Text to read:
..............................

BUG: support dtypes in column_dtypes for to_records()

pandas-dev · Jan 27, 2019 · 2de5a2c · 2de5a2c
1 parent 95f8dca
commit 2de5a2c
Show file tree

Hide file tree

Showing 2 changed files with 29 additions and 6 deletions.
diff --git a/pandas/core/frame.py b/pandas/core/frame.py
@@ -1716,7 +1716,8 @@ def to_records(self, index=True, convert_datetime64=None,
             # string naming a type.
             if dtype_mapping is None:
                 formats.append(v.dtype)
-            elif isinstance(dtype_mapping, (type, compat.string_types)):
+            elif isinstance(dtype_mapping, (type, np.dtype,
+                                            compat.string_types)):
                 formats.append(dtype_mapping)
             else:
                 element = "row" if i < index_len else "column"

diff --git a/pandas/tests/frame/test_convert_to.py b/pandas/tests/frame/test_convert_to.py
@@ -10,7 +10,8 @@
 
 from pandas.compat import long
 
-from pandas import DataFrame, MultiIndex, Series, Timestamp, compat, date_range
+from pandas import (CategoricalDtype, DataFrame, MultiIndex, Series, Timestamp,
+                    compat, date_range)
 from pandas.tests.frame.common import TestData
 import pandas.util.testing as tm
 
@@ -220,6 +221,12 @@ def test_to_records_with_categorical(self):
                       dtype=[("index", "<i8"), ("A", "<U"),
                              ("B", "<U"), ("C", "<U")])),
 
+        # Pass in a dtype instance.
+        (dict(column_dtypes=np.dtype('unicode')),
+         np.rec.array([("0", "1", "0.2", "a"), ("1", "2", "1.5", "bc")],
+                      dtype=[("index", "<i8"), ("A", "<U"),
+                             ("B", "<U"), ("C", "<U")])),
+
         # Pass in a dictionary (name-only).
         (dict(column_dtypes={"A": np.int8, "B": np.float32, "C": "<U2"}),
          np.rec.array([("0", "1", "0.2", "a"), ("1", "2", "1.5", "bc")],
@@ -249,6 +256,12 @@ def test_to_records_with_categorical(self):
                       dtype=[("index", "<i8"), ("A", "i1"),
                              ("B", "<f4"), ("C", "O")])),
 
+        # Names / indices not in dtype mapping default to array dtype.
+        (dict(column_dtypes={"A": np.dtype('int8'), "B": np.dtype('float32')}),
+         np.rec.array([("0", "1", "0.2", "a"), ("1", "2", "1.5", "bc")],
+                      dtype=[("index", "<i8"), ("A", "i1"),
+                             ("B", "<f4"), ("C", "O")])),
+
         # Mixture of everything.
         (dict(column_dtypes={"A": np.int8, "B": np.float32},
               index_dtypes="<U2"),
@@ -258,17 +271,26 @@ def test_to_records_with_categorical(self):
 
         # Invalid dype values.

..............................

Data:
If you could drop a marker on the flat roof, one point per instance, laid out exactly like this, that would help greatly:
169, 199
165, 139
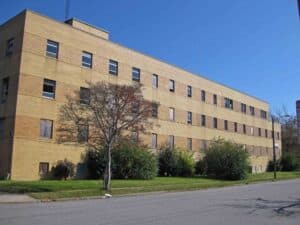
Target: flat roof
162, 61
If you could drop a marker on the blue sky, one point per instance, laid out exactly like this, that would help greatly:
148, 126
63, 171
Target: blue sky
252, 46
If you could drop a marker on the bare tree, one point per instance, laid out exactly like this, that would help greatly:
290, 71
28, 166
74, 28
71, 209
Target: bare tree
103, 114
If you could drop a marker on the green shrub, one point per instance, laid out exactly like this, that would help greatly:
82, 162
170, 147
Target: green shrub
63, 169
167, 161
185, 164
128, 161
95, 161
289, 162
200, 167
175, 162
132, 161
226, 160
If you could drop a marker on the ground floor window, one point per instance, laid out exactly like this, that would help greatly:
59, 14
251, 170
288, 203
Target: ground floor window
43, 168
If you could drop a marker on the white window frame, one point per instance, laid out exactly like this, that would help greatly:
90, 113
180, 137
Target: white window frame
87, 55
55, 45
171, 114
154, 80
153, 140
46, 128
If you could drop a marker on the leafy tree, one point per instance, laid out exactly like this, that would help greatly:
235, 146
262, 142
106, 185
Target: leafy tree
102, 116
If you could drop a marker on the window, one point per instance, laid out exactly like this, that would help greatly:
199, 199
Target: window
4, 90
203, 120
136, 74
154, 81
203, 96
189, 91
46, 128
189, 144
9, 47
172, 85
52, 49
235, 127
251, 130
87, 59
215, 99
135, 108
228, 103
154, 141
215, 123
84, 95
171, 114
243, 108
252, 111
43, 168
263, 114
83, 133
2, 120
225, 124
189, 117
154, 111
171, 141
113, 67
134, 137
49, 88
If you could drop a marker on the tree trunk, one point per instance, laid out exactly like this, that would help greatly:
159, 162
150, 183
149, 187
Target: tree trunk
107, 174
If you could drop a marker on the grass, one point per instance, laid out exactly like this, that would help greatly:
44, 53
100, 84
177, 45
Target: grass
53, 190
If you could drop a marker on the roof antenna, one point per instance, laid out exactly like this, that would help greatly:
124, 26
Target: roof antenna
67, 9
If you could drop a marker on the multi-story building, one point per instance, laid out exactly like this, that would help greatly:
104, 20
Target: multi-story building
42, 60
298, 119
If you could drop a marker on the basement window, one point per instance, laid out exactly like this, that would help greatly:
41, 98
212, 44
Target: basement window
83, 133
4, 90
171, 141
189, 91
113, 67
43, 168
2, 120
203, 96
87, 59
49, 88
252, 111
154, 111
154, 81
154, 141
189, 117
263, 114
189, 143
52, 49
84, 96
172, 86
136, 74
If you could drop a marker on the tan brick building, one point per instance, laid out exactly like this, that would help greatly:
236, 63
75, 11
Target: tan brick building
42, 60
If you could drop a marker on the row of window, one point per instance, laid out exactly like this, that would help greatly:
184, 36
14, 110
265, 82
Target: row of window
52, 50
87, 59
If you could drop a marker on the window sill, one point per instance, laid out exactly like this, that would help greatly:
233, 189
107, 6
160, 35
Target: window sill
48, 98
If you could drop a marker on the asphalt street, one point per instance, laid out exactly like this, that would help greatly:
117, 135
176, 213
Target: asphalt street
259, 204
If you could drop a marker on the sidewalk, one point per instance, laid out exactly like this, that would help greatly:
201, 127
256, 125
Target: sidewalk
15, 198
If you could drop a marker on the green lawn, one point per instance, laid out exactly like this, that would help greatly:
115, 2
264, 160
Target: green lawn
52, 190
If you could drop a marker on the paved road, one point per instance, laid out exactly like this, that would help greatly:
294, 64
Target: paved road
259, 204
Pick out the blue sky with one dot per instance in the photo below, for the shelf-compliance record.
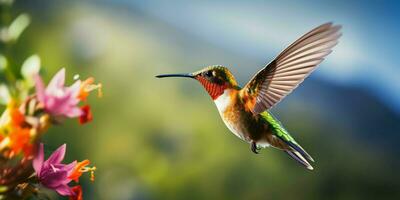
(366, 57)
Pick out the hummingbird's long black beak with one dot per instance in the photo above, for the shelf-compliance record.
(176, 75)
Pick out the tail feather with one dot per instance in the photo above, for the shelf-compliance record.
(299, 158)
(300, 149)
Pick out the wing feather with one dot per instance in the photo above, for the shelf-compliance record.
(280, 77)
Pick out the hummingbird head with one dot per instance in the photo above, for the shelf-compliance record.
(215, 79)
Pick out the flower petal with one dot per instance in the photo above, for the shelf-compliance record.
(75, 89)
(64, 190)
(52, 179)
(40, 89)
(38, 161)
(78, 193)
(57, 82)
(57, 156)
(74, 112)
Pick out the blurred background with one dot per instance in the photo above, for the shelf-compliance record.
(164, 139)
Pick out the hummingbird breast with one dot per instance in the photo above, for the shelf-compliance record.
(241, 122)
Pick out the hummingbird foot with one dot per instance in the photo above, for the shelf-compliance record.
(254, 148)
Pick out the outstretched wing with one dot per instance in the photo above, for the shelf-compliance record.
(271, 84)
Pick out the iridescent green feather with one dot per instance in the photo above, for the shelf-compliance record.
(283, 134)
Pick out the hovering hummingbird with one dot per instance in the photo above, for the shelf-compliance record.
(245, 110)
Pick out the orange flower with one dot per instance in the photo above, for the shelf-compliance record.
(17, 118)
(86, 115)
(80, 168)
(78, 193)
(20, 141)
(88, 86)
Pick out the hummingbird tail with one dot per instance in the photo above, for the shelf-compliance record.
(299, 158)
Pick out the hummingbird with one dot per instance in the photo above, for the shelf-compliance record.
(245, 111)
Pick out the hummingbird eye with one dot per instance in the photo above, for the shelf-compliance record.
(209, 73)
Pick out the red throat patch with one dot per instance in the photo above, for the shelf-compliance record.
(214, 90)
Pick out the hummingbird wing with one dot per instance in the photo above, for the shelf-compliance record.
(281, 76)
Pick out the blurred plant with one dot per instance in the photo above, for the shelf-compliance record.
(28, 115)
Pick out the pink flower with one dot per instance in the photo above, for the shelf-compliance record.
(52, 173)
(57, 99)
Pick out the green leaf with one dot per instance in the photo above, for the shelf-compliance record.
(31, 66)
(18, 26)
(5, 96)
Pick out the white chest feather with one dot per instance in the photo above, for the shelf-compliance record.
(222, 103)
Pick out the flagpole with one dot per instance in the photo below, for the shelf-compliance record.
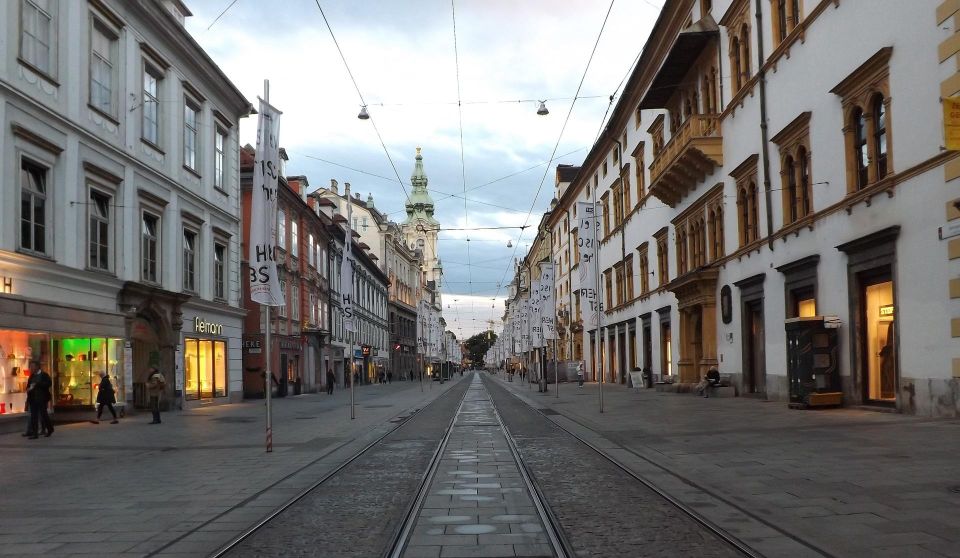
(269, 374)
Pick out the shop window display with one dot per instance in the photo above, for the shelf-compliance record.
(78, 363)
(17, 350)
(205, 367)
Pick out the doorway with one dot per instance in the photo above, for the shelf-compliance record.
(754, 362)
(878, 339)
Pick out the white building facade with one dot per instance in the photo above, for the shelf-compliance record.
(764, 170)
(120, 246)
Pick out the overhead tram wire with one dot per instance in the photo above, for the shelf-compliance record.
(359, 94)
(463, 166)
(557, 145)
(225, 10)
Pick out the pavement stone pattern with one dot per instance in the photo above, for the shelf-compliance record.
(189, 485)
(602, 511)
(357, 511)
(477, 504)
(848, 482)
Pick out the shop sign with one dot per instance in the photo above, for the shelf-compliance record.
(202, 326)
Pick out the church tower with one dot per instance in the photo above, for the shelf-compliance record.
(420, 228)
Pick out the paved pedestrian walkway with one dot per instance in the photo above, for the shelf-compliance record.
(135, 489)
(477, 505)
(850, 482)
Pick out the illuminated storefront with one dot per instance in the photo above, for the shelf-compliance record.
(74, 364)
(205, 369)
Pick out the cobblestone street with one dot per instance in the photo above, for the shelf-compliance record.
(133, 489)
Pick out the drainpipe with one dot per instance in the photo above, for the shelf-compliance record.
(764, 133)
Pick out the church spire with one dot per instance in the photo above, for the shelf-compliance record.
(419, 203)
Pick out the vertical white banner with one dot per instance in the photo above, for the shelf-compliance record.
(587, 243)
(264, 280)
(548, 312)
(346, 268)
(536, 322)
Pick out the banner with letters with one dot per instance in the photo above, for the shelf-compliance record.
(264, 279)
(587, 244)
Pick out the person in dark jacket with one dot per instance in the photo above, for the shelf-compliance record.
(106, 397)
(38, 398)
(331, 379)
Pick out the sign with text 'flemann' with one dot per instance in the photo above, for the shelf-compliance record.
(264, 280)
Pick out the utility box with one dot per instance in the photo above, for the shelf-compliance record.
(812, 365)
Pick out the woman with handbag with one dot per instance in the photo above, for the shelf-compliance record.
(106, 397)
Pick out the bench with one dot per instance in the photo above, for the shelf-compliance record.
(724, 389)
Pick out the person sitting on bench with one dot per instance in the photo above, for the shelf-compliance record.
(710, 381)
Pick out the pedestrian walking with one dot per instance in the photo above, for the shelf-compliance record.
(106, 397)
(331, 379)
(155, 386)
(38, 398)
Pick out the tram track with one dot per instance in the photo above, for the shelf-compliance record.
(557, 539)
(733, 542)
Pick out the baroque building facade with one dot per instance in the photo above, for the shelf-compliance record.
(744, 186)
(120, 246)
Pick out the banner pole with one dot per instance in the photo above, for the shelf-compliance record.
(267, 352)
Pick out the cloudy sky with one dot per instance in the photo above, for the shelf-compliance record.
(402, 55)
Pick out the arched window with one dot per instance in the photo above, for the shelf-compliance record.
(880, 134)
(805, 187)
(781, 19)
(792, 195)
(859, 123)
(744, 209)
(745, 55)
(735, 63)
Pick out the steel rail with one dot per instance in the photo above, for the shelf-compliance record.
(399, 540)
(233, 543)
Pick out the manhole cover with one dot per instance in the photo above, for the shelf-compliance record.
(236, 419)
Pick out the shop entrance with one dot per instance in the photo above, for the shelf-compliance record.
(754, 364)
(878, 340)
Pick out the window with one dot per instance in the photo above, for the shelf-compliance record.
(205, 369)
(880, 134)
(149, 239)
(33, 207)
(151, 105)
(644, 269)
(190, 125)
(294, 238)
(189, 260)
(219, 271)
(99, 231)
(103, 55)
(663, 263)
(37, 36)
(219, 160)
(865, 98)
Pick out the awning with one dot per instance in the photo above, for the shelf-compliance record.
(687, 48)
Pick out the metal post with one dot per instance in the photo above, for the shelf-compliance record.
(267, 352)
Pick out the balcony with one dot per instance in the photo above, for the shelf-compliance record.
(687, 159)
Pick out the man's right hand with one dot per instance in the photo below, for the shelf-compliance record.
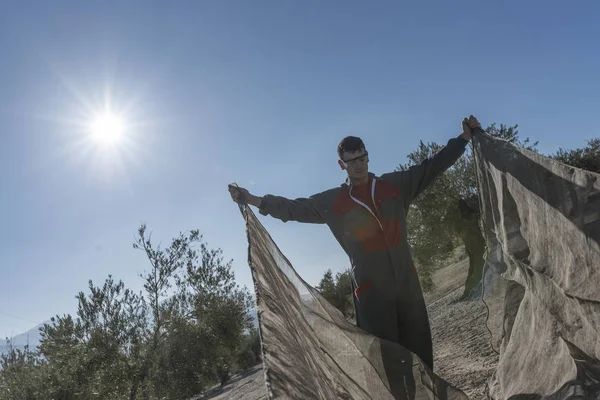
(243, 196)
(238, 194)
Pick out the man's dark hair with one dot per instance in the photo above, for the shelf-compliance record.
(350, 144)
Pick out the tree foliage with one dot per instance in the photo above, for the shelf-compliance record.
(587, 158)
(338, 291)
(187, 330)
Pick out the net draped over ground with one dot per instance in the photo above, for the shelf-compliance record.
(541, 221)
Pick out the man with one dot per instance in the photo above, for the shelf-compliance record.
(367, 215)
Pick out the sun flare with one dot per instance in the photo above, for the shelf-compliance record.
(107, 128)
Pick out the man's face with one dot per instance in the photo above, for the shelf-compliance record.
(356, 163)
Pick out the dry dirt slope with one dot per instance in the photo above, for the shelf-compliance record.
(463, 355)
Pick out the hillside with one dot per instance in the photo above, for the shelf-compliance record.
(463, 355)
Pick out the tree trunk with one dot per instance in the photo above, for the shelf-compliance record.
(474, 241)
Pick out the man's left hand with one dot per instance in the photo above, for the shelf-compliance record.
(469, 125)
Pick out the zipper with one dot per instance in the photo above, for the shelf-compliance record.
(366, 206)
(380, 226)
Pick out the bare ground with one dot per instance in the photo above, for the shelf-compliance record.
(462, 351)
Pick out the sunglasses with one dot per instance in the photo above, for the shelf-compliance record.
(356, 160)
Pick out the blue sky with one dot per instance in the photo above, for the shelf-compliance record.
(253, 92)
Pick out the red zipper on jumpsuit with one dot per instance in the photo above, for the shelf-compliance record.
(378, 221)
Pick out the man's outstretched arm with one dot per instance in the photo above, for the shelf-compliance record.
(284, 209)
(416, 179)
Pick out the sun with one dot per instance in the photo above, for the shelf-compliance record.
(107, 128)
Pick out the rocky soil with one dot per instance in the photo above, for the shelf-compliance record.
(463, 354)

..............................

Aim of the exercise: Transcribe the passage of the pandas commit diff above between "Showing 2 changed" and "formats.append(dtype_mapping)", inclusive.

Written answer:
Showing 2 changed files with 29 additions and 6 deletions.
diff --git a/pandas/core/frame.py b/pandas/core/frame.py
@@ -1716,7 +1716,8 @@ def to_records(self, index=True, convert_datetime64=None,
             # string naming a type.
             if dtype_mapping is None:
                 formats.append(v.dtype)
-            elif isinstance(dtype_mapping, (type, compat.string_types)):
+            elif isinstance(dtype_mapping, (type, np.dtype,
+                                            compat.string_types)):
                 formats.append(dtype_mapping)